The request ->
Write out only the lines running from the one that contains "Pick out every instance of the foreleg" to the end of the material, both ends included.

Entries from a pointing dataset ->
----------

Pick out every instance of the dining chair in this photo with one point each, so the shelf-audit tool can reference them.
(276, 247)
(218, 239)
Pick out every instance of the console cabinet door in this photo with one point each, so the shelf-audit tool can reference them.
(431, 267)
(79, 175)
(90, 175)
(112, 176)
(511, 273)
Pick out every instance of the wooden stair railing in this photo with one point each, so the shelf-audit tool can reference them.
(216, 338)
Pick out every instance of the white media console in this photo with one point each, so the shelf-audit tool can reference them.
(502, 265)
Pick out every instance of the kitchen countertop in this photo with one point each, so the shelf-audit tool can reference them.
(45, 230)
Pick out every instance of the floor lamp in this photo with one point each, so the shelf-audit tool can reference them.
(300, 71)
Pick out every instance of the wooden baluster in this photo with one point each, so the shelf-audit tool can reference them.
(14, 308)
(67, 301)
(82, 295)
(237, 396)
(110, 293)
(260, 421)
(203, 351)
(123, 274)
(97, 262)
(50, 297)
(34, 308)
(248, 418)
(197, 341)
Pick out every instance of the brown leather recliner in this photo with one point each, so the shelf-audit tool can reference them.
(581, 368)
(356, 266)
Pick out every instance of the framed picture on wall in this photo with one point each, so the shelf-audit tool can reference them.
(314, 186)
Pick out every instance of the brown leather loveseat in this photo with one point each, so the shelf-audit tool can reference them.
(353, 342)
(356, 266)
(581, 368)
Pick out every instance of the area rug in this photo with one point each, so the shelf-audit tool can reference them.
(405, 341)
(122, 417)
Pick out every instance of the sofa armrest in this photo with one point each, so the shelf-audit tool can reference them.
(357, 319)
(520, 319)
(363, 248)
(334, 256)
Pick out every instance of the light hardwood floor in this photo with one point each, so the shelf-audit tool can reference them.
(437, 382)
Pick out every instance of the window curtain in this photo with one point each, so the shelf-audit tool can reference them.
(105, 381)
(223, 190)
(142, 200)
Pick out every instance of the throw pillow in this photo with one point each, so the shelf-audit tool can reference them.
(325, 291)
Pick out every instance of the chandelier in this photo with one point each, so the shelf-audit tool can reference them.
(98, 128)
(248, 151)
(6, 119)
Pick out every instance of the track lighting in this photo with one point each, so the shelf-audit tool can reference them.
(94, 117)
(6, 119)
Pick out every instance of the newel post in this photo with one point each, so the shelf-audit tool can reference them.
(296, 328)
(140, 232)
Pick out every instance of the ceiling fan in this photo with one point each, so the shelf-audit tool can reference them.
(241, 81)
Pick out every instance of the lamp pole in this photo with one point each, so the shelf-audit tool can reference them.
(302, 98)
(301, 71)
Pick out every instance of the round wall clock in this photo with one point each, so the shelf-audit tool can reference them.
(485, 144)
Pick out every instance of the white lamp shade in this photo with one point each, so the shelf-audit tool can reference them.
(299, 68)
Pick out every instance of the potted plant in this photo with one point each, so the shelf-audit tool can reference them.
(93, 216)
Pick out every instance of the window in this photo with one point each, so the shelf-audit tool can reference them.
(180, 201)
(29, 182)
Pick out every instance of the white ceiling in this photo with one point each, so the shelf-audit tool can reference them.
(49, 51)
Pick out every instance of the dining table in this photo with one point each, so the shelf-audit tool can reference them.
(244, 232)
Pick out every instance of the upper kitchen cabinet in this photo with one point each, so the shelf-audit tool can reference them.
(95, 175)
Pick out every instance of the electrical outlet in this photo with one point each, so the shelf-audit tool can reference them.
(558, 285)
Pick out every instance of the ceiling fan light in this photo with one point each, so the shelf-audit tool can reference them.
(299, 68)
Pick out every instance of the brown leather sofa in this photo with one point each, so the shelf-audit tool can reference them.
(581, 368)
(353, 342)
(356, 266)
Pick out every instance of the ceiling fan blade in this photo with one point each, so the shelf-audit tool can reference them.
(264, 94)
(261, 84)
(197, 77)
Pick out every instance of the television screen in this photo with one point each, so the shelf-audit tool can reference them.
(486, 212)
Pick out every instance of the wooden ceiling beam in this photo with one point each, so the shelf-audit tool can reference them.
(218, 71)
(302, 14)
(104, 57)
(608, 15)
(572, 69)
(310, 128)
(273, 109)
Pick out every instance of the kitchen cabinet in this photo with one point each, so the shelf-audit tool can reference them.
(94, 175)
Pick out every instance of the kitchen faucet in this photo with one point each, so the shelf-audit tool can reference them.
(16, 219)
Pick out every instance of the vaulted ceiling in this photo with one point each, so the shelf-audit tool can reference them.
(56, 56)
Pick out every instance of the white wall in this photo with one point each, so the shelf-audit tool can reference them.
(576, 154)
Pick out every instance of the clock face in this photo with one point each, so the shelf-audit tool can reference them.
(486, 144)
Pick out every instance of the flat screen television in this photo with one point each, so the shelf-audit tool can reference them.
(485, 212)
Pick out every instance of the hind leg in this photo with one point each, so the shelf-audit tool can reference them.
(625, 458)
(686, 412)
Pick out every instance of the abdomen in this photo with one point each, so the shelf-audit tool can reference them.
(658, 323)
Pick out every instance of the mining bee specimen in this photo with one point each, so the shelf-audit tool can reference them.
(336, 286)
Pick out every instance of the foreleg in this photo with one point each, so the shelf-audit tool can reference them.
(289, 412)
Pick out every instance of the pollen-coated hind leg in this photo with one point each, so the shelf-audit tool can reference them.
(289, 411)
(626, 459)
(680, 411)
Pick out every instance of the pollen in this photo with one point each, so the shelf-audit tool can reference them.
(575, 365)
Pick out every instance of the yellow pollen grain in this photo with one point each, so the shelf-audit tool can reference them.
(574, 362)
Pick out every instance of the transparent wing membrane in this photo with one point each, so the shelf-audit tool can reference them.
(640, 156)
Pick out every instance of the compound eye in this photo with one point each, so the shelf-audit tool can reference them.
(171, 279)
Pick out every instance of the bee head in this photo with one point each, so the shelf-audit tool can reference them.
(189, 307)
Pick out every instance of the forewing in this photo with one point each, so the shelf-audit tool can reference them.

----------

Answer below ->
Pick out every instance of the foreleg in this photo with one point each, so the shelf-audit tool can reference them.
(289, 412)
Pick out every instance of the pollen-coated hind leg in this photo with one point each, so the shelf-audit tool can reference them.
(289, 411)
(626, 459)
(680, 411)
Pick out every instance of the pollen in this photo with one point each, so the shelf-audit tool can reference them.
(575, 365)
Pick out every instance of the yellow pollen grain in this photo with one point each, so the shelf-audit tool can reference them.
(574, 362)
Pick out every instance of the transparent wing membrane in this photo with one point each, so the shelf-audit tool can reference them.
(640, 156)
Pick out every instance of the compound eye in this photo with one point each, so the shelf-audit tool can reference them.
(171, 279)
Pick out every instance of the bee head in this photo with one point each, so the shelf-audit tool can reference them.
(189, 307)
Pick out every instance of the forewing in this photo with one point each, so the shelf-audit tool can reference them.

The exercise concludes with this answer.